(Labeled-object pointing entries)
########
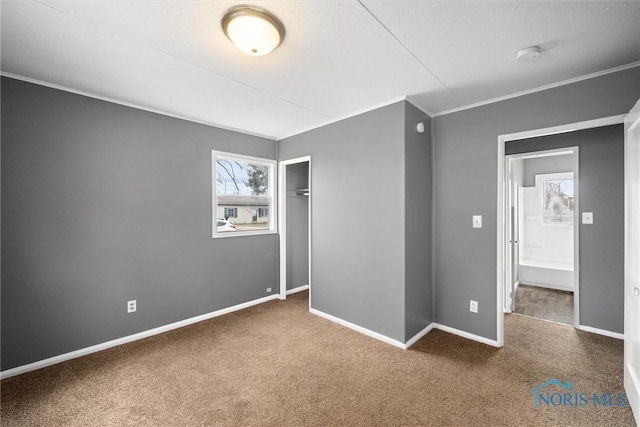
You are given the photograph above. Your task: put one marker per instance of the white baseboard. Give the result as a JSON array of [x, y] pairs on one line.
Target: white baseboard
[[298, 289], [601, 332], [413, 340], [467, 335], [419, 335], [357, 328], [145, 334]]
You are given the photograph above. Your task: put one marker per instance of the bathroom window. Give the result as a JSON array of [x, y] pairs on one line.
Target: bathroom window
[[243, 195], [557, 197]]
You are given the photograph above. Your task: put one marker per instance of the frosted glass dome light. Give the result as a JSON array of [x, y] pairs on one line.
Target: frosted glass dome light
[[253, 30]]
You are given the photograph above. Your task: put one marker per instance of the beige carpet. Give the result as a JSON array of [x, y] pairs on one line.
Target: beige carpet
[[276, 364]]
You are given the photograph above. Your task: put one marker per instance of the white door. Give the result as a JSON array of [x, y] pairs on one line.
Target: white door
[[632, 260]]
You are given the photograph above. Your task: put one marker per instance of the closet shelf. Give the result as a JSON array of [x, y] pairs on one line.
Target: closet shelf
[[299, 192]]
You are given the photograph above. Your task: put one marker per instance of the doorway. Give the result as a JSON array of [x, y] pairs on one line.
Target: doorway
[[295, 226], [542, 226], [504, 263]]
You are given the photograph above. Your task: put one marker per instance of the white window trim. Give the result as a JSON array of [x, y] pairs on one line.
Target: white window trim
[[271, 193], [539, 181]]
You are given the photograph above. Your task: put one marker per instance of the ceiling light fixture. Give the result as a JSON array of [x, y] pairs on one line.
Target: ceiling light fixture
[[528, 54], [253, 30]]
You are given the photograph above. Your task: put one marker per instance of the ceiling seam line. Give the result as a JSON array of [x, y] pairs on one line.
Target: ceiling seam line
[[223, 76], [402, 44]]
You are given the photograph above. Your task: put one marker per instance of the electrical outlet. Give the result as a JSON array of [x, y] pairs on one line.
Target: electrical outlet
[[473, 306], [131, 306]]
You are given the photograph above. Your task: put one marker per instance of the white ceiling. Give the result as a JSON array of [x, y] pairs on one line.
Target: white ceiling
[[339, 58]]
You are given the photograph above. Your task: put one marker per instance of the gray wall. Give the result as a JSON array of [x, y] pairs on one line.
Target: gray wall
[[542, 165], [601, 245], [465, 150], [102, 204], [357, 210], [297, 226], [418, 223]]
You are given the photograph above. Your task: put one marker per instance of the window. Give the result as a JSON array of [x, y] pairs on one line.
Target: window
[[557, 197], [230, 213], [243, 195]]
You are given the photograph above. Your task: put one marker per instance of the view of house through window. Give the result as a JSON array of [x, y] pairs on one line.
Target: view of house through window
[[558, 199], [243, 194]]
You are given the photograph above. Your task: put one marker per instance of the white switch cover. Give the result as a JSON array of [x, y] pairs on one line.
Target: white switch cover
[[473, 306]]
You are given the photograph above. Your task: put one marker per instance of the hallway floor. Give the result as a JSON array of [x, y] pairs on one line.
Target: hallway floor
[[543, 303]]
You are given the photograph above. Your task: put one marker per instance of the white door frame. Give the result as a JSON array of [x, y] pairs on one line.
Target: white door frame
[[575, 151], [631, 262], [501, 188], [282, 221]]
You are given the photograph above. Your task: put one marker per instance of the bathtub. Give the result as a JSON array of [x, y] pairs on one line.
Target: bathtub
[[548, 274]]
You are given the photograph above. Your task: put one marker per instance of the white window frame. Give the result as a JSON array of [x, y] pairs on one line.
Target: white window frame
[[271, 193], [539, 181]]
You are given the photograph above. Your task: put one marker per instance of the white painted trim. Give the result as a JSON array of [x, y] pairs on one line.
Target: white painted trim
[[601, 332], [419, 335], [298, 289], [131, 105], [124, 340], [272, 194], [463, 334], [344, 117], [358, 328], [555, 130], [500, 220], [418, 106], [538, 89], [282, 221]]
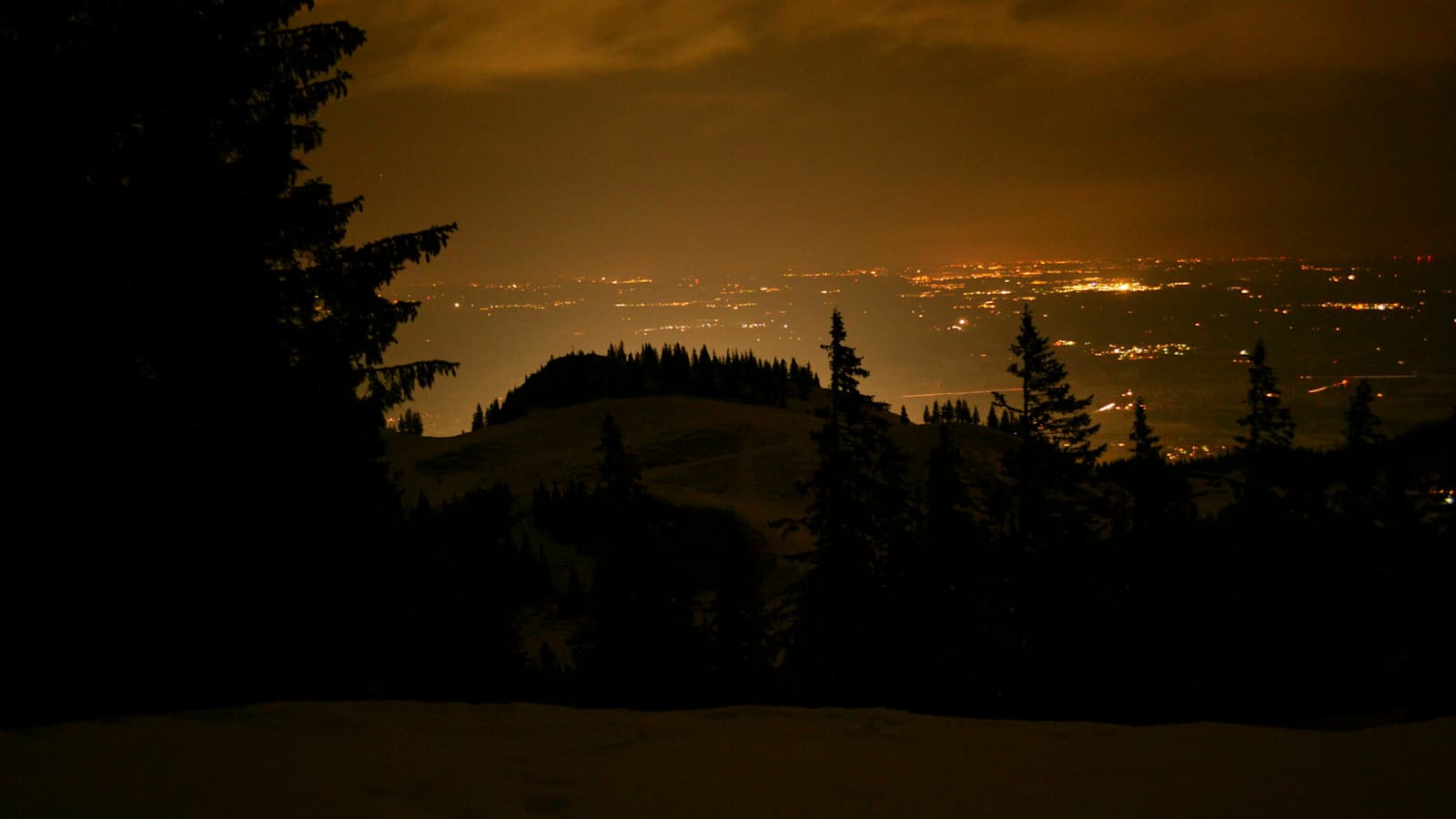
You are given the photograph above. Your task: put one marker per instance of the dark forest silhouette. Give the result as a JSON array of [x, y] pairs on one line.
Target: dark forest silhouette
[[672, 370], [229, 531]]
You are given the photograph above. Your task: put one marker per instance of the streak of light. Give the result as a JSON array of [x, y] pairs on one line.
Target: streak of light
[[963, 392]]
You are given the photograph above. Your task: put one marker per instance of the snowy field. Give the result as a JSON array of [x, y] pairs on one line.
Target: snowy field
[[441, 760]]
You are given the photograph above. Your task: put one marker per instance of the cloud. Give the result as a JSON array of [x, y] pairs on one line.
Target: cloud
[[472, 43], [478, 43]]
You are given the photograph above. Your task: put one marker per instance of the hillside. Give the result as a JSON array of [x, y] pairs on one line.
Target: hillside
[[444, 760], [692, 450]]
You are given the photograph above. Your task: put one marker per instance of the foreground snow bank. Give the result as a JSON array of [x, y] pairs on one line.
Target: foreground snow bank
[[427, 760]]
########
TASK: Reproduce all of the records above verbatim, leaving out the pictures.

OUTPUT FOR THIS TASK:
You are given the photograph above. Your task: put one marker per instance of the white baseboard. Give the result as a JSON array of [x, y] pairs on one line.
Target: white baseboard
[[298, 289], [601, 332], [413, 340], [467, 335], [419, 335], [357, 328], [145, 334]]
You are given the photograph above. Your task: put one marker per instance of the bathroom window. Give the result as a JSON array of [x, y] pairs on one line.
Target: bathroom window
[[243, 195], [557, 197]]
You are given the photograph above. Your task: put one marker per instance of the frosted glass dome light. Give the result as a JSON array of [x, y] pairs on one line.
Target: frosted glass dome light
[[253, 30]]
You are given the photograph above. Your task: put one marker per instance of the beige carpet. Give the result as a JSON array of [x, y] pairs on one line.
Target: beige carpet
[[276, 364]]
You are given the photograph above. Your task: put one marker per instance of the white door. Give the result as a JSON array of [x, y] pairs on one line.
Target: white door
[[632, 260]]
You are given the photograph above. Your task: put one marker per instance of the closet shelf. Give the result as a JSON array of [x, y] pairs on one line.
Target: closet shelf
[[299, 192]]
You are given the photograph above. Your task: put one marker per instance of the doorway. Give the result as a JSON array of [x, y] pairs on one line.
Target: doorway
[[295, 226], [542, 226], [504, 263]]
You are given the photograph above. Your task: put one marker per instance of the white window trim. Give the result as a JSON array of [x, y] pairs on one line.
Target: white window trim
[[271, 193], [539, 181]]
You are given the photograph above. Your task: put one marker per instance of the ceiling light fixture. Give the result as a JSON array of [x, y] pairs on one line.
Target: ceiling light fixture
[[528, 54], [253, 30]]
You are given the photograph above. Your task: put one marker per instance of the ceiling seam line. Give the result as a JSON array of [x, y] pairs on one line.
Target: ceiling seam line
[[223, 76], [402, 44]]
You are given the photograph above. Your task: put one marker per instance of the electrical outlet. Give the result as a JSON array of [x, y] pairs on one line.
Target: electrical outlet
[[473, 306], [131, 306]]
You are given the photograph above. Your task: put one marker per instance of the white ceiling. Give the result as a JSON array of [x, y] pairs on one line.
Target: white ceiling
[[339, 58]]
You are given the photograph above. Your task: put one marker per instance of the gray wall. Give the result as a JSON array of [x, y] pairs on one line.
Target: gray wall
[[542, 165], [601, 245], [465, 150], [102, 204], [357, 210], [297, 226], [418, 223]]
You are given the photograph above. Your task: put one marker per instance of the window. Give the result as a JSON array of [x, y] pairs on one line.
Target: window
[[557, 197], [230, 213], [243, 195]]
You are given the photograph above. Your task: put one marker per instance of the view of house through window. Give the result as a JSON array of [x, y] pairs on one line.
Target: view of house through window
[[558, 199], [243, 194]]
You are given the photograph above. Your task: put one marker per instance of the white switch cover. Give the result as a JSON array of [x, y] pairs on one line.
Target: white switch cover
[[473, 306]]
You are given the photograph above. Your task: put one marker per instance of the hallway floor. Give the result as a JSON array of [x, y] pairs on one line.
Target: hallway floor
[[543, 303]]
You are given the photograph above. Your task: put one marker per instance of the white door frame. Give the result as a JSON array of [x, y] pairs on one line.
Target: white door frame
[[575, 151], [631, 262], [501, 188], [282, 221]]
You are given the photograph above. Your task: put one marker per instance of the bathtub. Give the result as a JSON array of [x, y] pairs on one line.
Target: bathtub
[[548, 274]]
You are given the photograph above. Your task: put one marker per instance of the white window frame. Give the result as a JSON array of [x, y] pairs on one line.
Target: white window frame
[[271, 193], [539, 181]]
You are given the photograph above. Your task: put one marker per instance of the white painted trim. Give the result as a JSON array of [x, y] pairs on one line.
Target: white painted trim
[[601, 332], [419, 335], [298, 289], [131, 105], [124, 340], [272, 194], [463, 334], [344, 117], [358, 328], [555, 130], [500, 220], [418, 106], [538, 89], [282, 221]]
You are given the photograph above. Your task: put one marker per instance of the dark forest silhouette. Give the result as a JSON array of [x, y] pairs on one line.
Target: dark forest silhouette
[[672, 370], [229, 531]]
You are given the photograph above. Your task: put one marker per instance of the streak of light. Give the result as a JSON array of [x, y] pairs on one line.
Target: streak of light
[[963, 392]]
You are given the photograph above. Your task: put one marker per instance of the snowy field. Give the result as a JSON array of [x, y] pairs on one line.
Target: snowy field
[[441, 760]]
You are given the photograph above. Your task: put one marker per instance of the cloud. Give the result as a JSON array of [x, y] pairs on one line.
Target: cloud
[[472, 43], [478, 43]]
You are given the photograph above. Your task: put one marker per instance of the hillside. Give the result as a JSON array of [x, y] pairs on one line.
Target: hillside
[[444, 760], [692, 450]]
You are given the photograph above. Your task: put one marker per instance of the foreground snow bank. Give the result as a JSON array of [x, y] pairs on one line.
Target: foreground snow bank
[[427, 760]]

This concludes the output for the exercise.